WORK REQUIRED
Should the entries contain pictures, leave them out and return exactly the lines from the first through the line holding "If you could tag each instance of the clipped".

[SUPPLIED DATA — start]

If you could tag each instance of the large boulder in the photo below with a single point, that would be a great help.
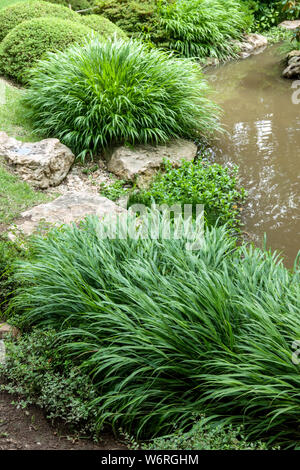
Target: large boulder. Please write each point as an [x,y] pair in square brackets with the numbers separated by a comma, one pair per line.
[292,70]
[142,161]
[42,164]
[71,207]
[252,44]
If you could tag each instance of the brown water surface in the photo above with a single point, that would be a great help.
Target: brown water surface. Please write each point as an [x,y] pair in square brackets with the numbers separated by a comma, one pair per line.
[263,138]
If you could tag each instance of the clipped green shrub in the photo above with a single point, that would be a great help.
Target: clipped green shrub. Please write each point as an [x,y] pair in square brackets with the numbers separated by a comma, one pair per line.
[12,16]
[103,26]
[28,42]
[75,4]
[212,185]
[136,17]
[205,28]
[37,375]
[118,91]
[166,332]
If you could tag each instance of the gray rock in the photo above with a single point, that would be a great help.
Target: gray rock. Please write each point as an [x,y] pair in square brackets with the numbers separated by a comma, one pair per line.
[71,207]
[42,164]
[252,44]
[292,70]
[143,160]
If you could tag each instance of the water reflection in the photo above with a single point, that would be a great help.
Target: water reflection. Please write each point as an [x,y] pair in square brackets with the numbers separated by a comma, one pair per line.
[264,140]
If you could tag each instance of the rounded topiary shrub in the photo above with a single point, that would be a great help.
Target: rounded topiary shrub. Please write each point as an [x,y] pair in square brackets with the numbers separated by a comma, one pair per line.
[135,17]
[29,41]
[75,4]
[103,25]
[12,16]
[118,91]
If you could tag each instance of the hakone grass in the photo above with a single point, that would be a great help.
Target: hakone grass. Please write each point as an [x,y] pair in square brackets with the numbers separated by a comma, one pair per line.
[114,92]
[167,333]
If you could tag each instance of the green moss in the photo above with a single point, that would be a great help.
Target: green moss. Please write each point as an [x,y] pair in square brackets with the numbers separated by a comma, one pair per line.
[27,43]
[14,15]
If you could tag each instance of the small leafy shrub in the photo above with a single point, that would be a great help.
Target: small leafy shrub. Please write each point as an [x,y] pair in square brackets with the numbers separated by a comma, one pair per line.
[113,191]
[103,26]
[291,8]
[196,183]
[166,332]
[35,374]
[28,42]
[204,436]
[12,16]
[104,93]
[205,28]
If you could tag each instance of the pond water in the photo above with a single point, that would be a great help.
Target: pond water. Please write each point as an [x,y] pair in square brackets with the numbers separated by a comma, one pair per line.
[263,138]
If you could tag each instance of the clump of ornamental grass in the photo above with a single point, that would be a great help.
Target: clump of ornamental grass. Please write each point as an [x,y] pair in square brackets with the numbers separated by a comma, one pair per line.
[205,28]
[167,332]
[115,91]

[SUPPLIED DATA — finish]

ANSWER BOX
If you could tag each instance of the large boulder in the photo below with a single point, that would be a great help.
Target: large boulder. Please write each point as an [x,y] pair in square brackets with the numbers separated by a comma, one pair per line.
[292,70]
[142,161]
[42,164]
[71,207]
[252,44]
If you could tag each instance of the brown water surface in the photo above with a single point, that would be a great help.
Target: brown water surface. Please write each point as an [x,y] pair in square brackets with the numbers separated by a comma, one pair per line.
[263,138]
If you could tag each instance of the clipped green shrub in the photo above with a single point, that would be a great help.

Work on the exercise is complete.